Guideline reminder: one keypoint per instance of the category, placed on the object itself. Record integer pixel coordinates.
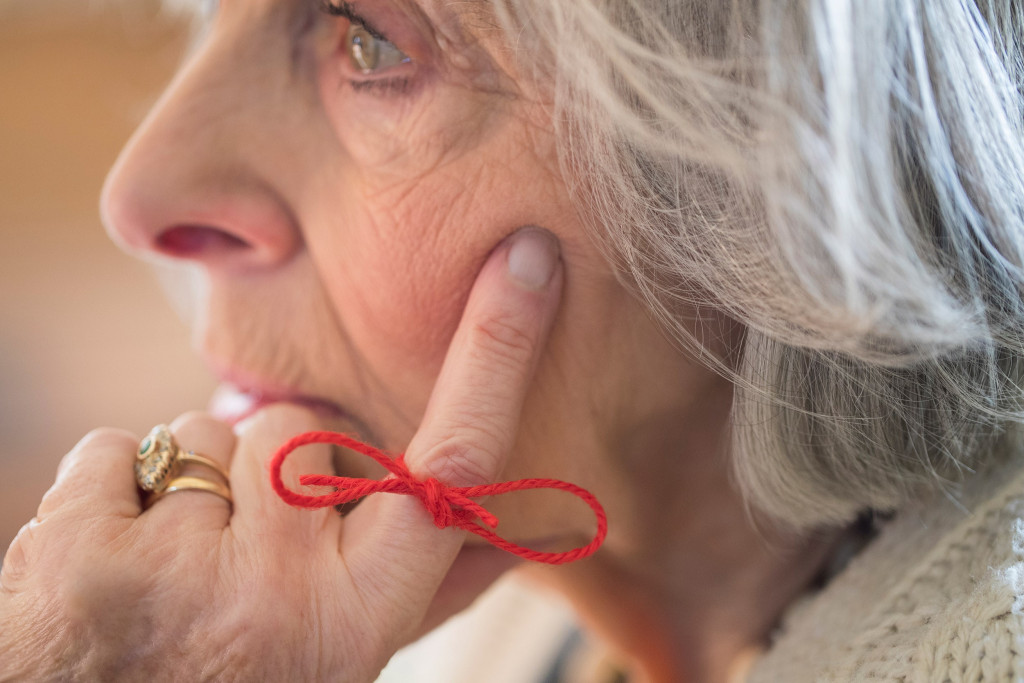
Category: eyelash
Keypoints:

...

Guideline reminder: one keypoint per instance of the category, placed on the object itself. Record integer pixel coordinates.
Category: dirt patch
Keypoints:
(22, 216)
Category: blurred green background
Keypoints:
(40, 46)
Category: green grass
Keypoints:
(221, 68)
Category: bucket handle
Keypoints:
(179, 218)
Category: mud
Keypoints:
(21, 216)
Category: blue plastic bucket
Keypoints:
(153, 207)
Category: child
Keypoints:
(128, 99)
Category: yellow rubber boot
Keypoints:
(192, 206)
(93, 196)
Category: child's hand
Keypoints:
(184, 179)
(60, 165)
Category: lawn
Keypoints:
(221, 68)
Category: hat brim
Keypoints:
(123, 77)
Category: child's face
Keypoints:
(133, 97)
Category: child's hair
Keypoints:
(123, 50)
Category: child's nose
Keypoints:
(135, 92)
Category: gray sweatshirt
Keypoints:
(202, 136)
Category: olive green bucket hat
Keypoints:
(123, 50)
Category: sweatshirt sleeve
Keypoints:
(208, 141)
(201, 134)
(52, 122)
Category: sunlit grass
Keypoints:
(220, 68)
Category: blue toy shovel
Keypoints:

==

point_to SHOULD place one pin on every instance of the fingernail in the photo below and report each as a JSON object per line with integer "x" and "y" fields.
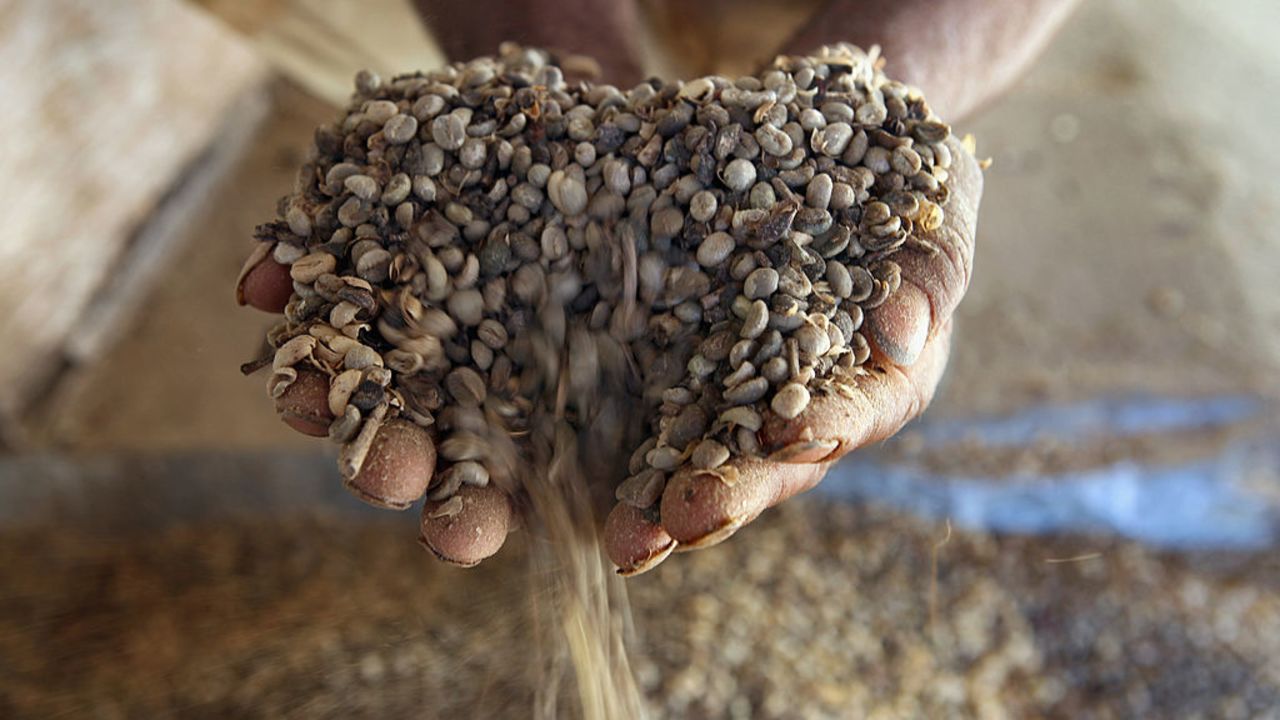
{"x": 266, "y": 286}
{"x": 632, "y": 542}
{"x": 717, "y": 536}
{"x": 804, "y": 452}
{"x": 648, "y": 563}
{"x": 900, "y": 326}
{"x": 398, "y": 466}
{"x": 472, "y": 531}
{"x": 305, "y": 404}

WHAT YOU HAVE TO DO
Pull out every line of the data that contains the string "green".

CORRECT ANSWER
Category: blurred green background
Category: green grass
Category: olive green bucket hat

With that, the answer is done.